→ Tarea de trabajo
Resume en dos oraciones el fragmento sobre los abusos clericales y la moral sexual en la Iglesia.

→ Fragmento

+ + + + +

En las recientes estaciones eclesiales y, en particular, durante el largo Pontificado wojtyliano, la cúpula de la Iglesia había dedicado una atención particular a la reafirmación, incluso en la formación de los sacerdotes, de las reglas y los contenidos de la moral sexual católica. Sin embargo, precisamente en esa estación se verificaron los abusos que ahora salen a la luz. Las turbiedades aumentaban en el momento en el que la moral sexual parecía haberse convertido en el caballo de batalla del lenguaje eclesial. Infecciones y patologías que, seguramente, también llegaron a círculos y grupos clericales ocupados en la ostentación de los propios rigorismos pseudo-doctrinales (no sin obtener a menudo discretas recompensas en términos de poder eclesiástico).

La ilusión tecnocrática

La infección de los abusos clericales de menores y personas débiles revela traumáticamente la no auto-suficiencia de la compañía eclesial, su incapacidad para plasmarse por sí misma como “Societas perfecta” en virtud de proclamadas y enarboladas coherencias morales. Incluso el Papa Francisco, al inaugurar la cumbre sobre la protección de los menores en la Iglesia, repitió que hay que aplicar urgentemente en todo el mundo las «medidas concretas y eficaces»para desmantelar cualquier residuo de silencio cómplice y de encubrimientos eclesiásticos ante los abusos clericales. Pero la misma raíz de ese oscuro mal deja claro que es inapropiado cualquier enfoque que pretenda “arreglar las cosas” prescindiendo de la gracia de Cristo, necesaria. Inapropiado es, pues, cualquier enfoque que apueste por acreditar como instrumentos suficientes de auto-purificación los protocolos disciplinarios establecidos, vigilancia más estricta, denuncias más veloces, la represión más inmediata. O tal vez cursos de concientización, de dirección espiritual y de formación permanente.

+ + + + +

(Contenido almacenado)
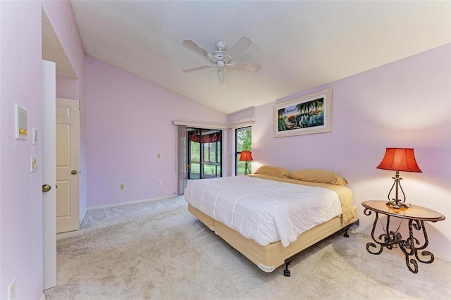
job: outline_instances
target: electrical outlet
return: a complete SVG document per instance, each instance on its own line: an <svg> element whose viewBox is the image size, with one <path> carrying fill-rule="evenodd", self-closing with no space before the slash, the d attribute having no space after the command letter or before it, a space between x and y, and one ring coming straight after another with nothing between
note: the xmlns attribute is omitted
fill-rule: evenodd
<svg viewBox="0 0 451 300"><path fill-rule="evenodd" d="M8 286L8 300L16 299L16 278Z"/></svg>

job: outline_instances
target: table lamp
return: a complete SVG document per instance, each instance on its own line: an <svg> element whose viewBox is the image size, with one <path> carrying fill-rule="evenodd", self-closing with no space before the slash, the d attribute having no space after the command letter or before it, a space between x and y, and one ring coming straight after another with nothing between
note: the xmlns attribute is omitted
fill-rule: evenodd
<svg viewBox="0 0 451 300"><path fill-rule="evenodd" d="M406 195L404 194L400 182L402 180L400 175L400 171L422 173L416 164L414 149L410 148L387 148L385 155L376 168L396 171L395 176L392 177L395 182L388 192L388 202L386 204L393 208L408 208L409 206L404 203ZM390 194L395 187L396 187L395 198L390 200ZM398 188L401 189L404 197L403 200L398 199Z"/></svg>
<svg viewBox="0 0 451 300"><path fill-rule="evenodd" d="M240 156L240 161L245 161L245 175L249 174L249 161L253 161L252 156L251 155L251 151L249 150L245 150L241 151L241 155Z"/></svg>

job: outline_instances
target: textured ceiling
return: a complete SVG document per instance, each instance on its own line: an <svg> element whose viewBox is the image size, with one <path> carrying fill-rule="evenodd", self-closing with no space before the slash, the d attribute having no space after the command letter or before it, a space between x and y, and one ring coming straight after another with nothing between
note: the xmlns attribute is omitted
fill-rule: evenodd
<svg viewBox="0 0 451 300"><path fill-rule="evenodd" d="M86 54L230 113L344 78L451 42L450 1L71 1ZM210 52L246 36L235 61L257 73L214 68ZM402 80L402 79L400 79Z"/></svg>

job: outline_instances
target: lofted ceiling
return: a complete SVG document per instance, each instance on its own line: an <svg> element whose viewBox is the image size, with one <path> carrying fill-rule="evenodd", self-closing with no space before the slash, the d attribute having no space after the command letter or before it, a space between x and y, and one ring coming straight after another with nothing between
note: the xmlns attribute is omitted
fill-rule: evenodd
<svg viewBox="0 0 451 300"><path fill-rule="evenodd" d="M86 54L226 113L257 106L451 42L450 1L75 1ZM215 68L183 44L210 52L242 36L236 61ZM402 80L402 79L400 79Z"/></svg>

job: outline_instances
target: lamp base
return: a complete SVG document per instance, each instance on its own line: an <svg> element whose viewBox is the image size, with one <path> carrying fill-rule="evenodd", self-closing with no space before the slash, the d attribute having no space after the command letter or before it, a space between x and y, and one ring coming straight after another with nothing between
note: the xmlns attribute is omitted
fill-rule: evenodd
<svg viewBox="0 0 451 300"><path fill-rule="evenodd" d="M395 209L407 209L410 208L410 204L405 204L404 203L397 203L394 201L389 201L385 204L387 206L390 206Z"/></svg>

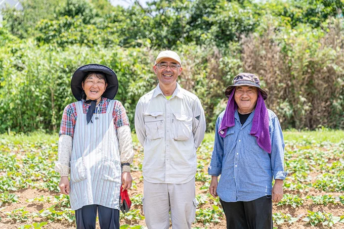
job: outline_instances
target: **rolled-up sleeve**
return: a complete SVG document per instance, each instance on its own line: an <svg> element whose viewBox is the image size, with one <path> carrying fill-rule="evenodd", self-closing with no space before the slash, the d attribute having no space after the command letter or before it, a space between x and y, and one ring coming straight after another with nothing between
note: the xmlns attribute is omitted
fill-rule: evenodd
<svg viewBox="0 0 344 229"><path fill-rule="evenodd" d="M197 150L204 138L205 132L205 117L201 101L197 98L195 101L192 119L192 132L194 135L194 146Z"/></svg>
<svg viewBox="0 0 344 229"><path fill-rule="evenodd" d="M272 118L271 167L275 179L284 179L288 172L284 171L284 141L278 118Z"/></svg>
<svg viewBox="0 0 344 229"><path fill-rule="evenodd" d="M72 137L65 134L60 136L57 148L58 160L55 162L55 170L61 177L68 176L69 174L72 145Z"/></svg>
<svg viewBox="0 0 344 229"><path fill-rule="evenodd" d="M224 139L218 133L221 119L220 119L219 117L216 121L214 148L212 150L210 165L208 167L209 175L216 176L218 176L221 174L222 160L224 156Z"/></svg>

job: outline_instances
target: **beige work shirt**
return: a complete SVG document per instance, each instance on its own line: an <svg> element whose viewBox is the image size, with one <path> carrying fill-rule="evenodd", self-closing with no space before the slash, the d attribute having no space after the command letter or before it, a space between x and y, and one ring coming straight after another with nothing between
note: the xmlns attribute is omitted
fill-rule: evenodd
<svg viewBox="0 0 344 229"><path fill-rule="evenodd" d="M143 177L151 183L185 184L196 171L196 151L204 137L199 99L177 83L167 100L159 84L140 99L135 129L143 146Z"/></svg>

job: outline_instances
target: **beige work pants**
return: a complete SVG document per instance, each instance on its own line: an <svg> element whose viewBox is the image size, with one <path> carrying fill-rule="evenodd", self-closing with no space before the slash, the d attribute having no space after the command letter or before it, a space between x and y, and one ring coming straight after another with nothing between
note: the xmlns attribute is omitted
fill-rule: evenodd
<svg viewBox="0 0 344 229"><path fill-rule="evenodd" d="M182 184L150 183L144 179L143 204L148 229L191 229L195 221L195 177Z"/></svg>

+ + + + +

→ Respuesta al ejercicio
Durante el largo pontificado wojtyliano, la cúpula de la Iglesia dedicó especial atención a reafirmar la moral sexual católica, y precisamente en esa época se produjeron los abusos que ahora salen a la luz. Esos abusos revelan que la Iglesia no es autosuficiente, por lo que es inapropiado cualquier enfoque que pretenda arreglar las cosas prescindiendo de la gracia de Cristo y confiando solo en protocolos disciplinarios, vigilancia más estricta, denuncias más veloces o represión más inmediata.